◆ THE REQUEST ◆
Write out exactly, please, the lines from the one containing "Front: indicate one pin on every instance of the bare branch" to the end of the material.
▼
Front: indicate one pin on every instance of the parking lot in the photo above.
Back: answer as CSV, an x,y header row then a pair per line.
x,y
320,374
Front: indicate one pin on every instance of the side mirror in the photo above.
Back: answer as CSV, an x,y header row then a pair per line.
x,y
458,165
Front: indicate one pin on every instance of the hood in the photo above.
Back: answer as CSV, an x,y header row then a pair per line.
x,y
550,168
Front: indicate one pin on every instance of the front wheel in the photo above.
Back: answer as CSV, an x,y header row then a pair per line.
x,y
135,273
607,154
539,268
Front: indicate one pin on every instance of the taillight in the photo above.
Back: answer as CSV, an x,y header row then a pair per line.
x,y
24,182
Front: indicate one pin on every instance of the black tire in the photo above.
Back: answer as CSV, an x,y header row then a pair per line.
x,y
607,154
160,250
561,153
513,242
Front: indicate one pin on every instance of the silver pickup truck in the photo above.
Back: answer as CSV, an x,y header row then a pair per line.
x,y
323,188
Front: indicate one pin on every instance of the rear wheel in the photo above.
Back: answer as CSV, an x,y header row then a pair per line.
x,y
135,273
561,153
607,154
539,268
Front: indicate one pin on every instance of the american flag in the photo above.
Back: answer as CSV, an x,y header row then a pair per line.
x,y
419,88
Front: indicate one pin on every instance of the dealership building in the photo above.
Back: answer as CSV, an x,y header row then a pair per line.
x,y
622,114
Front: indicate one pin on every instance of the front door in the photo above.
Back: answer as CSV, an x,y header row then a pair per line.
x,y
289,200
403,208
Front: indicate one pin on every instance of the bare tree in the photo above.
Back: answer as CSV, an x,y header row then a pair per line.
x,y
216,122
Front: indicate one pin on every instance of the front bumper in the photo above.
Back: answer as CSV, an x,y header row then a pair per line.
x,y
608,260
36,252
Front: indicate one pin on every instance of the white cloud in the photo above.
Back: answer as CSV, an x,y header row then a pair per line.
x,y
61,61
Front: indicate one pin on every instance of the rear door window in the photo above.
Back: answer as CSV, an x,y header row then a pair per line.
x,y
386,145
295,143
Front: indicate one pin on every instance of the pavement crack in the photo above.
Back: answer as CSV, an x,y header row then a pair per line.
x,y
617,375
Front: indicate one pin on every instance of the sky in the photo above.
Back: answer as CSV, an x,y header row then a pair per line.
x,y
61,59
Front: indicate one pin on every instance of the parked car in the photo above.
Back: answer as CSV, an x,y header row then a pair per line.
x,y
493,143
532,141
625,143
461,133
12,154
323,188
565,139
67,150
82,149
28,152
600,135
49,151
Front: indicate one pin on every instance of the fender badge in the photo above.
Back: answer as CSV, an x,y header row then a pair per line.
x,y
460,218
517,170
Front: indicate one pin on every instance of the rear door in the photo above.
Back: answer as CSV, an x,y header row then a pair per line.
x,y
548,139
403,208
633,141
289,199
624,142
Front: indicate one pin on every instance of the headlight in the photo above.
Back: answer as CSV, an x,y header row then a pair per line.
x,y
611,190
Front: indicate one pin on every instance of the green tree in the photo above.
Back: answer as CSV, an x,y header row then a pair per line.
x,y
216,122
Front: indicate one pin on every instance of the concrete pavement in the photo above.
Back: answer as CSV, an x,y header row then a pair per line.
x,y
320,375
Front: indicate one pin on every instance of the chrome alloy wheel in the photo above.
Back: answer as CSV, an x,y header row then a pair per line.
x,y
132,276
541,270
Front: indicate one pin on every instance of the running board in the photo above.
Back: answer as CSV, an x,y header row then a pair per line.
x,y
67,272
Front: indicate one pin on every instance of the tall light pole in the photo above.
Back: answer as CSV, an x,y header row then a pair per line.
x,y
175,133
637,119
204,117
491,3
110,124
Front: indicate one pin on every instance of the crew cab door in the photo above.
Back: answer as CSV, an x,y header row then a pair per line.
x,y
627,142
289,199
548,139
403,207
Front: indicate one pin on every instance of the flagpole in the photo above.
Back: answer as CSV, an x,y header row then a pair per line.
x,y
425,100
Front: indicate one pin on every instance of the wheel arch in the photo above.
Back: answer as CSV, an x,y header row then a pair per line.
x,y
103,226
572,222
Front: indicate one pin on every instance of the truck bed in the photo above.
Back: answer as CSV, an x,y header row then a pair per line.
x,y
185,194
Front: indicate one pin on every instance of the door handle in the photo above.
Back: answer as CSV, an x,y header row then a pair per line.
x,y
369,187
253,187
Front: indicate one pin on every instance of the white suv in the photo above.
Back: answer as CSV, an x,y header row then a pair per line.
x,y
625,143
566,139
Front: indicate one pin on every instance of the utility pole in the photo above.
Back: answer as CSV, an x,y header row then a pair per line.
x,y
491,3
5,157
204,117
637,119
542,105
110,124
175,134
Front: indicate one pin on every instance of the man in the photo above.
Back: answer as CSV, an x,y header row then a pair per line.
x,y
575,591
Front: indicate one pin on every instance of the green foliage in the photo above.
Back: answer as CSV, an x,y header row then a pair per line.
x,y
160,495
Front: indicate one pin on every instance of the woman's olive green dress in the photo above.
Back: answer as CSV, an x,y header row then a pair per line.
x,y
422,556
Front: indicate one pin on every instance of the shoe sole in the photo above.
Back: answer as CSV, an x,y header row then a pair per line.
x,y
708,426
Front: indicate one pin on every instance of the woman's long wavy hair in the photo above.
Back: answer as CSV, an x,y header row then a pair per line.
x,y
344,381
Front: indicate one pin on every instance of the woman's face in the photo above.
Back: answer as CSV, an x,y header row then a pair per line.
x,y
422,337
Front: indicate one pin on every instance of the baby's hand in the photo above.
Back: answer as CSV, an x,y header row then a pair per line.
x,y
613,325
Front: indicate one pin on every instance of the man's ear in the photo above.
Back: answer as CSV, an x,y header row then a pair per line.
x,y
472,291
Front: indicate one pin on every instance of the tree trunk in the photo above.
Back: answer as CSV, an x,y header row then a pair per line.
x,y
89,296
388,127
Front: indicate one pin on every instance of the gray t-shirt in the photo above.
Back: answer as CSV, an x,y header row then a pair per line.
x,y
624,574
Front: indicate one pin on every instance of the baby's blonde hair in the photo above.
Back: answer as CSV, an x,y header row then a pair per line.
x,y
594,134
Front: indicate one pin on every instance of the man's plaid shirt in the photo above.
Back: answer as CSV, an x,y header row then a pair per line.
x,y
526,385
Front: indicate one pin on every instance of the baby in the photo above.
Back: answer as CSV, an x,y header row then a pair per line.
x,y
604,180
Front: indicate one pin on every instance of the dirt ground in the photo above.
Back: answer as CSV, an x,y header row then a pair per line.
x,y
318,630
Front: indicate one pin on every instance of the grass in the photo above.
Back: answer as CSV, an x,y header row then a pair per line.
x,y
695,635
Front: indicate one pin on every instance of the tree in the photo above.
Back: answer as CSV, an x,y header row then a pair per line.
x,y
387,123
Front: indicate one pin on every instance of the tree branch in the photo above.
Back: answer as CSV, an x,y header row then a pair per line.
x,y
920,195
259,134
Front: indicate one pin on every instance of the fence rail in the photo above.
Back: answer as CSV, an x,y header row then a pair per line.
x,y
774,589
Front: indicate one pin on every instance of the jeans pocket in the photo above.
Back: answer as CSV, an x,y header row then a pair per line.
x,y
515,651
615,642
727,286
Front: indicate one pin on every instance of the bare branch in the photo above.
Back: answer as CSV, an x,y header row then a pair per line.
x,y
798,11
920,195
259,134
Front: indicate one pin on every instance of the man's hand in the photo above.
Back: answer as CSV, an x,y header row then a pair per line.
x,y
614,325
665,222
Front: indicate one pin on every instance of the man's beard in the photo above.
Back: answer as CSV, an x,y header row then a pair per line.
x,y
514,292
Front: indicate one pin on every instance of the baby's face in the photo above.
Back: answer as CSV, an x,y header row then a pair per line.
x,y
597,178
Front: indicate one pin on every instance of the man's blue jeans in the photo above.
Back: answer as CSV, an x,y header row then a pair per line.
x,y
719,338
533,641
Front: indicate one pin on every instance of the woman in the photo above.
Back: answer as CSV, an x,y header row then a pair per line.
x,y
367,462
▲
◆ EXERCISE OUTPUT ◆
Front: indicate one pin on every instance of the bare branch in the photo above.
Back: answer as CSV, an x,y header row then a pair per line.
x,y
798,11
920,195
259,134
Front: indicate one pin on every instance of the man's hand in the photo above.
Back: answer as CSV, an x,y header row then a pair per line.
x,y
614,325
665,222
Front: indicate one pin on every instance of the man's beard in the photo above.
Back: answer as CSV, an x,y header row then a pair per line.
x,y
514,292
Front: indicate one pin on every instance of the baby's face in the photo above.
Back: answer as CSV, an x,y header row then a pair per line.
x,y
597,178
Front: indicate one pin on every instance of the man's blue jeans in the photo above.
Back: answer as CSV, an x,y header row then a pair per line.
x,y
719,338
533,641
Front: indicate one pin on every instance of the woman in the photo above.
Back: answer as CSV, an x,y header row then a pair per line.
x,y
367,462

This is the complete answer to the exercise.